Halaman:
Sedangkan kuasa hukum terdakwa, Saipudin Zahri mengatakan pihaknya mengalami kesulitan akses ke gedung KPK di Jakarta meski hanya untuk meminta tanda tangan penunjukan kuasa mendampingi Juarsah selama persidangan.

“Tadi majelis hakim telah memfasilitasi agar dapat berkoordinasi langsung dengan pihak jaksa KPK, namun jawabannya agar surat kuasa itu dapat dititipkan saja, jelas kami tidak mau,” ungkap mantan hakim Adhoc Tipikor ini.

Menurutnya, secara hukum itu tidak boleh dilakukan, karena surat kuasa itu adalah dokumen, hitam di atas putih yang harus ditanda tangani langsung oleh yang bersangkutan dalam hal ini Juarsah diketahui langsung oleh kuasa hukum yang telah ditunjuk.

Data:
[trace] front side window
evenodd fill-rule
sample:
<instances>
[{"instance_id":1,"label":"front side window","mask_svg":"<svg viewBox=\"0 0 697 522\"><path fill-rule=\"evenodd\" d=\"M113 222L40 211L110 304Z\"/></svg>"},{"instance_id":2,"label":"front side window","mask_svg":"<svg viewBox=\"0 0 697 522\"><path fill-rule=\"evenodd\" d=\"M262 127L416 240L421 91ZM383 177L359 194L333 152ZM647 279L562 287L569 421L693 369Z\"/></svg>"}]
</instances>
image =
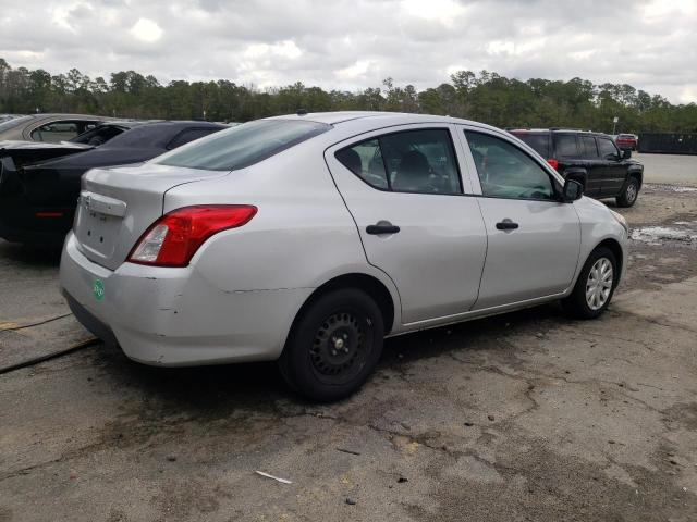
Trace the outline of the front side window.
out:
<instances>
[{"instance_id":1,"label":"front side window","mask_svg":"<svg viewBox=\"0 0 697 522\"><path fill-rule=\"evenodd\" d=\"M596 147L596 138L592 136L582 136L580 146L584 151L584 158L595 160L598 158L598 147Z\"/></svg>"},{"instance_id":2,"label":"front side window","mask_svg":"<svg viewBox=\"0 0 697 522\"><path fill-rule=\"evenodd\" d=\"M598 148L600 149L600 158L603 160L615 160L620 157L617 148L609 138L598 138Z\"/></svg>"},{"instance_id":3,"label":"front side window","mask_svg":"<svg viewBox=\"0 0 697 522\"><path fill-rule=\"evenodd\" d=\"M549 133L533 134L527 132L512 133L516 138L525 141L529 147L535 149L535 152L542 158L550 158L549 153Z\"/></svg>"},{"instance_id":4,"label":"front side window","mask_svg":"<svg viewBox=\"0 0 697 522\"><path fill-rule=\"evenodd\" d=\"M492 198L555 199L550 175L513 144L465 130L477 166L481 194Z\"/></svg>"},{"instance_id":5,"label":"front side window","mask_svg":"<svg viewBox=\"0 0 697 522\"><path fill-rule=\"evenodd\" d=\"M578 145L575 134L558 134L554 137L559 158L578 158Z\"/></svg>"},{"instance_id":6,"label":"front side window","mask_svg":"<svg viewBox=\"0 0 697 522\"><path fill-rule=\"evenodd\" d=\"M376 188L462 194L450 132L444 128L388 134L341 149L335 157Z\"/></svg>"},{"instance_id":7,"label":"front side window","mask_svg":"<svg viewBox=\"0 0 697 522\"><path fill-rule=\"evenodd\" d=\"M244 169L330 128L326 123L310 121L257 120L197 139L152 163L206 171Z\"/></svg>"}]
</instances>

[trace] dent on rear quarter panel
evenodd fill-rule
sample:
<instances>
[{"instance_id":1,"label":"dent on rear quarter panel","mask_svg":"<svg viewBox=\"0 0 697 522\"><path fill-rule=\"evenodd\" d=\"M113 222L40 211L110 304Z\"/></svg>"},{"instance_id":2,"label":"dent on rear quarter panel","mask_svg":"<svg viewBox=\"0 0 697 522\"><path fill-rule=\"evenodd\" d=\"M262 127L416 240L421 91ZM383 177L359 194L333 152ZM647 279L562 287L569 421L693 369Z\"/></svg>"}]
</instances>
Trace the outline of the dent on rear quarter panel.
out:
<instances>
[{"instance_id":1,"label":"dent on rear quarter panel","mask_svg":"<svg viewBox=\"0 0 697 522\"><path fill-rule=\"evenodd\" d=\"M584 197L574 206L580 220L580 254L574 276L575 283L590 252L606 239L616 240L622 247L623 258L626 258L626 236L624 228L612 217L604 203ZM626 266L626 262L624 266Z\"/></svg>"}]
</instances>

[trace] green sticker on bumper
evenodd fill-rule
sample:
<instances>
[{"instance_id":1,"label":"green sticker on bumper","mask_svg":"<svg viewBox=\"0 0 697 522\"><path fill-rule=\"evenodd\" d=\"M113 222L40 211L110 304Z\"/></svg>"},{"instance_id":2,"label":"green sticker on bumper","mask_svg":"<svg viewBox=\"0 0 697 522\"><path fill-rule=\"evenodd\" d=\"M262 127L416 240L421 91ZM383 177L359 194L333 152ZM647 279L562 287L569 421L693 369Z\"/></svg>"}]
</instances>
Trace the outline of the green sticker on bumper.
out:
<instances>
[{"instance_id":1,"label":"green sticker on bumper","mask_svg":"<svg viewBox=\"0 0 697 522\"><path fill-rule=\"evenodd\" d=\"M105 298L105 284L95 279L95 284L91 285L91 293L95 296L95 301L101 301Z\"/></svg>"}]
</instances>

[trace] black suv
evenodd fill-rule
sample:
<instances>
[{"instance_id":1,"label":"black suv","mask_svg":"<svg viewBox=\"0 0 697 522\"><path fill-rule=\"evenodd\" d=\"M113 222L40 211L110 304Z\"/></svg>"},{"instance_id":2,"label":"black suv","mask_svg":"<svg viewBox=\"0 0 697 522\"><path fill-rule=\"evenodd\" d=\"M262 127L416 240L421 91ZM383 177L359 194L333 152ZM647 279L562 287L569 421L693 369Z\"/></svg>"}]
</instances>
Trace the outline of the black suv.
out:
<instances>
[{"instance_id":1,"label":"black suv","mask_svg":"<svg viewBox=\"0 0 697 522\"><path fill-rule=\"evenodd\" d=\"M620 150L610 136L570 128L509 128L562 176L576 179L591 198L615 198L620 207L636 202L644 165Z\"/></svg>"}]
</instances>

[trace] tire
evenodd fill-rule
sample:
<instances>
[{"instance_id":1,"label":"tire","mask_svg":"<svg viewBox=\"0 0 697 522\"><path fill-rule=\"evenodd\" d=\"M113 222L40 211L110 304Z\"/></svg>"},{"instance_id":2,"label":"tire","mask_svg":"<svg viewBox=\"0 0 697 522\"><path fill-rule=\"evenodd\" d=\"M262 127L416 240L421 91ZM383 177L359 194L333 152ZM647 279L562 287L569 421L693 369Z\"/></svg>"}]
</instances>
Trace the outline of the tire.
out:
<instances>
[{"instance_id":1,"label":"tire","mask_svg":"<svg viewBox=\"0 0 697 522\"><path fill-rule=\"evenodd\" d=\"M332 402L356 391L380 360L382 313L356 288L332 290L311 302L295 321L279 369L304 397Z\"/></svg>"},{"instance_id":2,"label":"tire","mask_svg":"<svg viewBox=\"0 0 697 522\"><path fill-rule=\"evenodd\" d=\"M612 272L610 279L607 279L607 276L601 275L599 278L601 284L596 284L594 282L597 281L598 272L596 272L595 269L601 269L600 274L607 274L607 272L602 271L602 266L608 266L608 264L603 263L602 260L609 263ZM596 319L602 314L602 312L608 308L608 304L610 304L614 289L617 286L617 260L615 259L614 253L606 247L596 248L590 252L590 256L588 256L586 263L580 270L574 290L567 298L562 300L564 311L576 319ZM604 282L604 284L602 284L602 282ZM607 286L608 283L610 284L609 287ZM592 288L596 289L592 295L596 295L597 298L587 298L587 290L589 291L591 285ZM602 295L600 295L601 291Z\"/></svg>"},{"instance_id":3,"label":"tire","mask_svg":"<svg viewBox=\"0 0 697 522\"><path fill-rule=\"evenodd\" d=\"M632 176L627 182L622 194L617 196L617 207L632 207L639 197L639 181Z\"/></svg>"}]
</instances>

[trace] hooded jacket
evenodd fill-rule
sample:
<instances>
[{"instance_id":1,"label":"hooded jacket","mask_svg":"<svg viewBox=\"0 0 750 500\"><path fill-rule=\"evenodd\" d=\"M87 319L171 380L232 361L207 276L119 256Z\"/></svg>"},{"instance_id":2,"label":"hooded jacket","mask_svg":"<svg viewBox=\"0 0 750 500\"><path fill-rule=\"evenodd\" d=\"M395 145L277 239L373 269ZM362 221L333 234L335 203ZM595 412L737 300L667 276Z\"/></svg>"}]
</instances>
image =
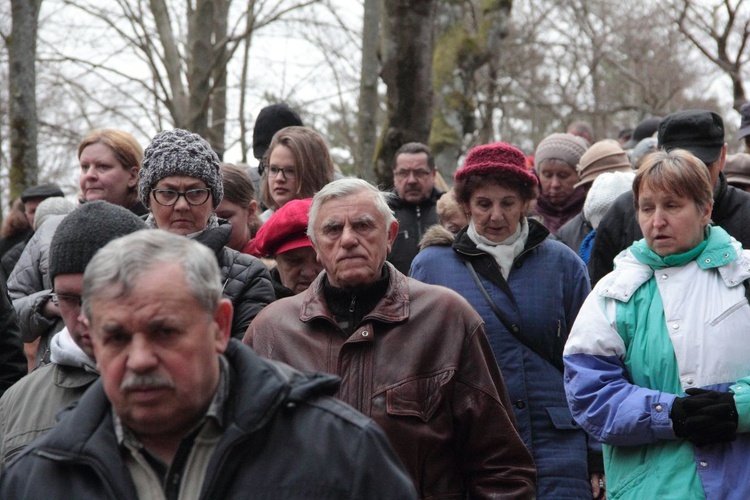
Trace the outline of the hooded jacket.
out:
<instances>
[{"instance_id":1,"label":"hooded jacket","mask_svg":"<svg viewBox=\"0 0 750 500\"><path fill-rule=\"evenodd\" d=\"M225 355L232 379L226 425L199 498L414 497L382 431L327 396L338 386L335 377L262 360L236 340ZM98 381L9 465L0 491L13 499L136 498L121 457Z\"/></svg>"},{"instance_id":2,"label":"hooded jacket","mask_svg":"<svg viewBox=\"0 0 750 500\"><path fill-rule=\"evenodd\" d=\"M0 468L57 423L99 378L96 362L73 342L67 328L54 337L51 363L13 385L0 399Z\"/></svg>"},{"instance_id":3,"label":"hooded jacket","mask_svg":"<svg viewBox=\"0 0 750 500\"><path fill-rule=\"evenodd\" d=\"M565 245L548 239L549 231L541 223L527 221L529 236L507 280L495 259L469 238L467 228L459 231L452 247L422 250L411 274L455 290L484 320L519 434L536 463L537 498L590 498L589 472L599 470L589 471L588 460L600 461L599 447L588 443L586 433L573 421L561 371L565 339L589 292L586 267ZM526 343L495 316L465 261L472 262L489 296L520 328ZM560 368L548 360L555 360Z\"/></svg>"},{"instance_id":4,"label":"hooded jacket","mask_svg":"<svg viewBox=\"0 0 750 500\"><path fill-rule=\"evenodd\" d=\"M482 319L456 293L385 265L384 296L348 338L321 273L264 309L245 342L261 356L341 376L336 396L383 428L421 498L531 498L534 465Z\"/></svg>"},{"instance_id":5,"label":"hooded jacket","mask_svg":"<svg viewBox=\"0 0 750 500\"><path fill-rule=\"evenodd\" d=\"M398 221L398 235L388 254L388 262L399 272L409 273L411 261L419 252L419 240L427 228L438 223L437 201L442 195L442 191L432 188L430 196L416 205L399 198L395 190L389 198L388 205Z\"/></svg>"}]
</instances>

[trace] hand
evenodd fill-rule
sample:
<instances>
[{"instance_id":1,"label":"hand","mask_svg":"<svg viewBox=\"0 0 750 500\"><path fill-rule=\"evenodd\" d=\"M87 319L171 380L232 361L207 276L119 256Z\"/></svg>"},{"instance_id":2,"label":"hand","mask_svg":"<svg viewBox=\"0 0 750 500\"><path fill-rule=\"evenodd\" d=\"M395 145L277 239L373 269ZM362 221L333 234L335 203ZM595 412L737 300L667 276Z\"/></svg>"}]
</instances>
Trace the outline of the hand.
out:
<instances>
[{"instance_id":1,"label":"hand","mask_svg":"<svg viewBox=\"0 0 750 500\"><path fill-rule=\"evenodd\" d=\"M591 496L596 500L607 498L607 483L604 481L604 473L593 472L591 474Z\"/></svg>"},{"instance_id":2,"label":"hand","mask_svg":"<svg viewBox=\"0 0 750 500\"><path fill-rule=\"evenodd\" d=\"M737 430L737 407L729 392L691 388L675 399L670 418L674 432L696 446L731 441Z\"/></svg>"}]
</instances>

Petunjuk:
1) Salin persis bagian halaman mulai dari kata-kata "Sedangkan kuasa hukum" dan berhenti setelah "Adhoc Tipikor ini.".
2) Menurut halaman, siapa nama kuasa hukum terdakwa?
Materi di atas diambil dari sumber yang berbeda dengan halaman.

Hasilnya:
1)
Sedangkan kuasa hukum terdakwa, Saipudin Zahri mengatakan pihaknya mengalami kesulitan akses ke gedung KPK di Jakarta meski hanya untuk meminta tanda tangan penunjukan kuasa mendampingi Juarsah selama persidangan.

“Tadi majelis hakim telah memfasilitasi agar dapat berkoordinasi langsung dengan pihak jaksa KPK, namun jawabannya agar surat kuasa itu dapat dititipkan saja, jelas kami tidak mau,” ungkap mantan hakim Adhoc Tipikor ini.

2) Saipudin Zahri